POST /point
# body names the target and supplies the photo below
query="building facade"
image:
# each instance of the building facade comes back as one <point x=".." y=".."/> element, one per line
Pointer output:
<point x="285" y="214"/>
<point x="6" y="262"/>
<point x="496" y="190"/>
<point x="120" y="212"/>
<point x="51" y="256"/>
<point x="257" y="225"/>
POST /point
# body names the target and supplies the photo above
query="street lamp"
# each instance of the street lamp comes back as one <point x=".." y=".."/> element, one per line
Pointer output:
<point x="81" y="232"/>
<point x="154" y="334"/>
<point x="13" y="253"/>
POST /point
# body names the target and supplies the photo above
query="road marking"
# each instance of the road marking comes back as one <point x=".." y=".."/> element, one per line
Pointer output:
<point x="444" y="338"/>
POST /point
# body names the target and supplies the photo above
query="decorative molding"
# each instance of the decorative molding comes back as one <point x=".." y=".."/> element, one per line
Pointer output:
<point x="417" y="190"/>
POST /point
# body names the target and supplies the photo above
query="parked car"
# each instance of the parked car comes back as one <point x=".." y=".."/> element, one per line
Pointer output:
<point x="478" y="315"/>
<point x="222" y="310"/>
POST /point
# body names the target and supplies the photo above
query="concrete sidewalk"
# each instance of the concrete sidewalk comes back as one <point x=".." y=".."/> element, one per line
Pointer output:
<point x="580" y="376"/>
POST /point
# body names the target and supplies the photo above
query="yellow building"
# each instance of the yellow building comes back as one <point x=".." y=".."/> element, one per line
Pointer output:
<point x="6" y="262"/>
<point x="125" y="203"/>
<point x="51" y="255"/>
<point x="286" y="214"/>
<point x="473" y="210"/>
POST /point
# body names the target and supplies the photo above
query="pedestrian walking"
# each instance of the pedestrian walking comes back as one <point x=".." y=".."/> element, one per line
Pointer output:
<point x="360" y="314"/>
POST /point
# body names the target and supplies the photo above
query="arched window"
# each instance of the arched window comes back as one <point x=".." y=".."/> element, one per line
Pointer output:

..............................

### WHAT THE TASK ASKS
Restate every line of the data above exactly as it was written.

### EXERCISE OUTPUT
POST /point
# body names the target and supplies the photo below
query="building facade"
image:
# each instance of the building facade comes back as one <point x=".." y=".."/> element, one per line
Pointer output:
<point x="285" y="214"/>
<point x="6" y="262"/>
<point x="496" y="190"/>
<point x="120" y="212"/>
<point x="51" y="256"/>
<point x="257" y="225"/>
POST /point
# body names the target and supplies the photo above
query="street lamp"
# each instance of the street lamp comes back as one <point x=".." y=".."/> element, one per line
Pointer output:
<point x="81" y="232"/>
<point x="154" y="334"/>
<point x="13" y="253"/>
POST /point
# body names the target and supplies the photo above
query="road marking"
# each instance of the road marking comes back as one <point x=".." y=".."/> element, one per line
Pointer output:
<point x="444" y="338"/>
POST /point
# body names the target and supplies the photo above
query="decorative molding"
# each instance of the decorative molding comes back as one <point x=".." y=".."/> element, one per line
Pointer output:
<point x="417" y="190"/>
POST /point
# body names the target and supplies the photo above
query="parked car"
# each instance of the parked car comes back as one <point x=".." y=".."/> element, one per line
Pointer output:
<point x="478" y="315"/>
<point x="222" y="310"/>
POST /point
# body names the target and supplies the photo above
query="concrete sidewalk"
# each instance of the concrete sidewalk comes back as one <point x=".." y=".."/> element, one per line
Pointer output:
<point x="580" y="376"/>
POST /point
# body names the target and supplies the photo above
query="yellow building"
# each instance of the yellow building comes back as one <point x=".." y=".."/> element, one per line
Pointer output:
<point x="6" y="262"/>
<point x="125" y="203"/>
<point x="51" y="255"/>
<point x="286" y="214"/>
<point x="473" y="210"/>
POST /point
# body names the target and supplies the photo above
query="pedestrian walking"
# each instance of the pedestrian walking comes back as one <point x=".." y=".."/> element, one per line
Pointer output:
<point x="360" y="314"/>
POST /point
# body names the target and supplies the photo above
query="arched window"
# each instance of the arched window comes back as one <point x=".." y=".."/> element, one per line
Pointer output:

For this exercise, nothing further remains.